--- Activity ---
Write out the whole listing exactly as it stands.

--- Supplied information ---
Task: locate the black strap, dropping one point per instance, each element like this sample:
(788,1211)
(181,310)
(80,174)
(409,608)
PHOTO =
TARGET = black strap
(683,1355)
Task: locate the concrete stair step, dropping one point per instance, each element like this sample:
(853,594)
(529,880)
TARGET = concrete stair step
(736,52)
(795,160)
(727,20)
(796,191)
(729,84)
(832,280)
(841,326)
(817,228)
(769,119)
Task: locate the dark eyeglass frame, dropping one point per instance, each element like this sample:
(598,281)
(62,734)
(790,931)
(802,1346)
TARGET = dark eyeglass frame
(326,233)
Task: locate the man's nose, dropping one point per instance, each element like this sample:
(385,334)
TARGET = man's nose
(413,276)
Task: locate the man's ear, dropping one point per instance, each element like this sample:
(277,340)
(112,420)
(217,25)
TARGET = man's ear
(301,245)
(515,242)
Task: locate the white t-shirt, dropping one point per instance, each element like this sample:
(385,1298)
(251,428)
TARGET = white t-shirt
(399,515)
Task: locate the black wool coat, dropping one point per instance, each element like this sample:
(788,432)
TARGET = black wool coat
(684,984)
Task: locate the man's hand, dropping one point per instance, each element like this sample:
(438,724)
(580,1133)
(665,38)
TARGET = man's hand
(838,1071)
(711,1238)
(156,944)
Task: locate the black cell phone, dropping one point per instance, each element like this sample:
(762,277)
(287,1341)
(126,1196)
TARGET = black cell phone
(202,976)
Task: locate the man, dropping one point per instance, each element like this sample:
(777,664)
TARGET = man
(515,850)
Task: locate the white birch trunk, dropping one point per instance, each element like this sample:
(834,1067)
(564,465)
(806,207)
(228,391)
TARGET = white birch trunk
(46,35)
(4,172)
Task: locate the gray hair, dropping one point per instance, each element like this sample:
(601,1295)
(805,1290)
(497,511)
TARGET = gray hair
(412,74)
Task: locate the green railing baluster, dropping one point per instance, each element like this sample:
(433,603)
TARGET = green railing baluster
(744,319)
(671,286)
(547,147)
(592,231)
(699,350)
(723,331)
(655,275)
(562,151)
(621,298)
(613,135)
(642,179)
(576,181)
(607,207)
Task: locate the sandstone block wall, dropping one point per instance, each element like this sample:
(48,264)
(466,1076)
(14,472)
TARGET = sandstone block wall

--- The completed task ---
Task: locate the black strap, dropping one point per instance, each element like this sample:
(788,1211)
(181,310)
(80,174)
(409,608)
PHOTO =
TARGET = black strap
(683,1355)
Task: locate the concrete stair step, dropping one point per instance, each element like this sample:
(853,594)
(529,880)
TARGET = concrete stair step
(736,52)
(795,160)
(727,20)
(796,191)
(729,84)
(832,280)
(841,326)
(817,228)
(769,119)
Task: locate the dark eyeglass frame, dropping one point per instance, each element like this sample:
(598,281)
(62,734)
(790,931)
(802,1346)
TARGET = dark eyeglass frame
(326,233)
Task: locate the man's nose, dropping one point per instance, each element like this sample:
(385,334)
TARGET = man's nose
(413,276)
Task: locate the man's ear, dropping one point per instance, each element like this sample:
(277,340)
(112,420)
(217,25)
TARGET = man's ear
(301,245)
(515,242)
Task: locate the white t-shirt, dropping one point per instance, each element like this sample:
(385,1298)
(251,428)
TARGET = white t-shirt
(399,515)
Task: locate the black wool coat, dropping one point per instance, each element like this sample:
(788,432)
TARGET = black wool coat
(684,984)
Task: locate the man's hand, dropping one point per instance, each element like this sample:
(438,724)
(580,1133)
(665,38)
TARGET = man's hand
(838,1071)
(711,1238)
(156,944)
Task: locate the black cell phone, dropping one point per instance, each element like this sample:
(762,277)
(287,1341)
(126,1196)
TARGET = black cell phone
(202,976)
Task: locate the man, dropping one point per instance, each element like this sample:
(777,664)
TARGET = man
(515,850)
Task: locate the white birch trunk, dropping one point per instance, each element like this sample:
(834,1067)
(564,465)
(806,207)
(228,391)
TARGET = white birch trunk
(46,35)
(4,172)
Task: locate the gray hair, dropping one point per instance, each element like this sample:
(601,1295)
(805,1290)
(497,511)
TARGET = gray hair
(412,74)
Task: locate the green railing baluster, dropping one point per instance, each element like this sample:
(433,603)
TARGET = green railing baluster
(744,319)
(671,286)
(547,147)
(592,231)
(699,350)
(723,331)
(655,275)
(562,151)
(621,298)
(613,135)
(642,179)
(576,181)
(607,207)
Task: locate the sandstone block wall, dropping one point per instance, each element like this sample:
(48,264)
(466,1076)
(14,472)
TARGET = sandstone block wall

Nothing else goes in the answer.